Spatial annotation records:

* * * * *

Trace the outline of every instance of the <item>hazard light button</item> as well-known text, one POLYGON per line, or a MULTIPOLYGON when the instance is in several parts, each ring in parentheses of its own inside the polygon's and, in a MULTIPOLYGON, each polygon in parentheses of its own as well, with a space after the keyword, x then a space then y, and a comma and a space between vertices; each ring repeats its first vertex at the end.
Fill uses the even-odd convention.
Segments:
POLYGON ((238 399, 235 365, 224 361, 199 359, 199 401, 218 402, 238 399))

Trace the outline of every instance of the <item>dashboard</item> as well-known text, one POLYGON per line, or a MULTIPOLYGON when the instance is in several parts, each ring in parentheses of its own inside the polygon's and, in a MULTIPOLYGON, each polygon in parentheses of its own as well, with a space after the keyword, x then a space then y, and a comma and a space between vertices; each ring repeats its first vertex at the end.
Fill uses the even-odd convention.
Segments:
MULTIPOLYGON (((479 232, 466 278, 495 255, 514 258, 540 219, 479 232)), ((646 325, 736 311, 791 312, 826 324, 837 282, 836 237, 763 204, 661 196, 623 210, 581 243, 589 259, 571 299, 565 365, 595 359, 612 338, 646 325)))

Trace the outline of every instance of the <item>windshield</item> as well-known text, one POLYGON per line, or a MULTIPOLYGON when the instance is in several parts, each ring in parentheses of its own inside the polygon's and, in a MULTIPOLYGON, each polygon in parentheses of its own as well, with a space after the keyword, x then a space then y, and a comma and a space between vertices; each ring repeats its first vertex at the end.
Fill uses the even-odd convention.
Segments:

* * * * *

### The request
Change every "even-odd" in the records to "nonzero" and reproduce the lines with nothing else altered.

### Problem solution
Trace the outline of every instance of the <item>hazard light button</item> as well-known text, one POLYGON per line, or a MULTIPOLYGON when the instance is in several parts, each ring in parentheses of its own inside the polygon's and, in a MULTIPOLYGON, each polygon in parentheses of its own as well, with a space after the keyword, x then a space then y, and a comma and a space between vertices; each ring repeats its first vertex at the end.
Fill uses the nonzero convention.
Segments:
POLYGON ((238 399, 235 365, 224 361, 199 359, 199 401, 218 402, 238 399))

Trace the outline of every instance of the <item>dashboard</item> as well-known text, one POLYGON per line, or a MULTIPOLYGON when the instance is in several parts, each ring in parentheses of its own inside the polygon's and, in a MULTIPOLYGON, each polygon in parentheses of its own as well, with a space after the keyword, x then a space then y, and a comma and a space between vertices; each ring repeats its first vertex at the end.
Fill uses the nonzero convention.
Segments:
MULTIPOLYGON (((479 232, 466 278, 495 255, 514 258, 540 219, 479 232)), ((646 325, 736 311, 791 312, 826 324, 837 282, 836 237, 763 204, 661 196, 623 210, 581 243, 589 259, 571 299, 565 365, 595 359, 612 338, 646 325)))

Trace the outline of every instance of the <item>windshield</item> as well-known text, one POLYGON per line, or a MULTIPOLYGON when the instance is in several parts, each ring in parentheses of its own inside the polygon's and, in a MULTIPOLYGON, each polygon in parentheses of its own as well, with a space after the keyword, x then a space then y, and a comma and a space between vertices; each ring repeats its first vertex at the end.
Fill uses the nonzero convention.
Segments:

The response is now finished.